» Text extract:
(begin)

By Robert L. Scheier
March 12, 2001
Need to give your Web site the reliability of a mainframe?
Then standardize and automate your change-management processes..
Steve Etzell saw for himself how quickly a minor unauthorized
change can foul up a Web site. Etzell, director of Web technology
at Select Comfort Corp. in Minneapolis, was on vacation when
he got a call telling him the bed maker and retailer's Web
site performance had gone "into the tank." The reason:
A developer had let a business group user "twist his
arm" into dynamically generating user-specific price
quotes on a Web page that showed an entire category of Select
Comfort's products. The site had previously sent users to
a cached page that showed the same prices to everyone.
That change "seemed fairly innocuous," Etzell recalls.
But the page "is accessed potentially 100,000 times per
day . . . and you'll bring the server to its knees" by
forcing it to dynamically create the page for each visitor,
he adds.
"About an hour later, they realized what they had done
and turned the caching back on" for the category page,
says Etzell. The long-term answer was to remove prices from
the categories page and instead put them on Web pages that
describe specific products. Since those are accessed far less
often than the categories page, the site can deliver customized
pricing without taking a huge performance
hit.
Balancing Act
It's that kind of unplanned, untested change that Web site
managers hate and users love. Managing change on the Web is
a "balancing act" between the need to keep your
very public Web site up and running and the need to update
it often enough to keep it attractive to visitors, says Etzell.

(end)

» Problem a: Render each line of the listing below as a JSON array of strings, one string per line, and leave out any blank lines.
The article above and the listing that follows are unrelated pieces of material.

» Raw records:
(begin)

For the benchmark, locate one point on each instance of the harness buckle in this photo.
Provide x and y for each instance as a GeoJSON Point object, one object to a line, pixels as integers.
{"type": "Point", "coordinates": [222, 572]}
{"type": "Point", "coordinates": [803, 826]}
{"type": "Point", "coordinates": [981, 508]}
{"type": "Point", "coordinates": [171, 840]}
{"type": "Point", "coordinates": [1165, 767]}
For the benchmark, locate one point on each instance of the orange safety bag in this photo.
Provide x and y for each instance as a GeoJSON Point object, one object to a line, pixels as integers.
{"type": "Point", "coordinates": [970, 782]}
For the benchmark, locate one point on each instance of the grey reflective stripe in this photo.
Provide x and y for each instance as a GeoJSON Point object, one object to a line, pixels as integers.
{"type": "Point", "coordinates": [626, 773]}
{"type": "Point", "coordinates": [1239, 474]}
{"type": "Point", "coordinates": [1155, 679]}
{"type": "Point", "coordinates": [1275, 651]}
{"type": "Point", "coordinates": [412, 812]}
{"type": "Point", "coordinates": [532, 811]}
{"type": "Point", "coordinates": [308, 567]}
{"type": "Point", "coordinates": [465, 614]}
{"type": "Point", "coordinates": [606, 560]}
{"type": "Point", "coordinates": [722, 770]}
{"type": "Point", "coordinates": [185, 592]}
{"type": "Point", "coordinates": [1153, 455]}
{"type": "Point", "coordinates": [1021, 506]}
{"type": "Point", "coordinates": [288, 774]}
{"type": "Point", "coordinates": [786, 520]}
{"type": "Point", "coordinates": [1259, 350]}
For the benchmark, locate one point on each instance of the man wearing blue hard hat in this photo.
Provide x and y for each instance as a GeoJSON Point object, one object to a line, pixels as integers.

(end)

» Problem b: List every passage that the Web site change-management article puts inside quotation marks, one per line.

» Worked answer a:
[
  "For the benchmark, locate one point on each instance of the harness buckle in this photo.",
  "Provide x and y for each instance as a GeoJSON Point object, one object to a line, pixels as integers.",
  "{\"type\": \"Point\", \"coordinates\": [222, 572]}",
  "{\"type\": \"Point\", \"coordinates\": [803, 826]}",
  "{\"type\": \"Point\", \"coordinates\": [981, 508]}",
  "{\"type\": \"Point\", \"coordinates\": [171, 840]}",
  "{\"type\": \"Point\", \"coordinates\": [1165, 767]}",
  "For the benchmark, locate one point on each instance of the orange safety bag in this photo.",
  "Provide x and y for each instance as a GeoJSON Point object, one object to a line, pixels as integers.",
  "{\"type\": \"Point\", \"coordinates\": [970, 782]}",
  "For the benchmark, locate one point on each instance of the grey reflective stripe in this photo.",
  "Provide x and y for each instance as a GeoJSON Point object, one object to a line, pixels as integers.",
  "{\"type\": \"Point\", \"coordinates\": [626, 773]}",
  "{\"type\": \"Point\", \"coordinates\": [1239, 474]}",
  "{\"type\": \"Point\", \"coordinates\": [1155, 679]}",
  "{\"type\": \"Point\", \"coordinates\": [1275, 651]}",
  "{\"type\": \"Point\", \"coordinates\": [412, 812]}",
  "{\"type\": \"Point\", \"coordinates\": [532, 811]}",
  "{\"type\": \"Point\", \"coordinates\": [308, 567]}",
  "{\"type\": \"Point\", \"coordinates\": [465, 614]}",
  "{\"type\": \"Point\", \"coordinates\": [606, 560]}",
  "{\"type\": \"Point\", \"coordinates\": [722, 770]}",
  "{\"type\": \"Point\", \"coordinates\": [185, 592]}",
  "{\"type\": \"Point\", \"coordinates\": [1153, 455]}",
  "{\"type\": \"Point\", \"coordinates\": [1021, 506]}",
  "{\"type\": \"Point\", \"coordinates\": [288, 774]}",
  "{\"type\": \"Point\", \"coordinates\": [786, 520]}",
  "{\"type\": \"Point\", \"coordinates\": [1259, 350]}",
  "For the benchmark, locate one point on each instance of the man wearing blue hard hat in this photo.",
  "Provide x and y for each instance as a GeoJSON Point object, one object to a line, pixels as integers."
]

» Worked answer b:
into the tank
twist his arm
seemed fairly innocuous
is accessed potentially 100,000 times per day . . . and you'll bring the server to its knees
About an hour later, they realized what they had done and turned the caching back on
balancing act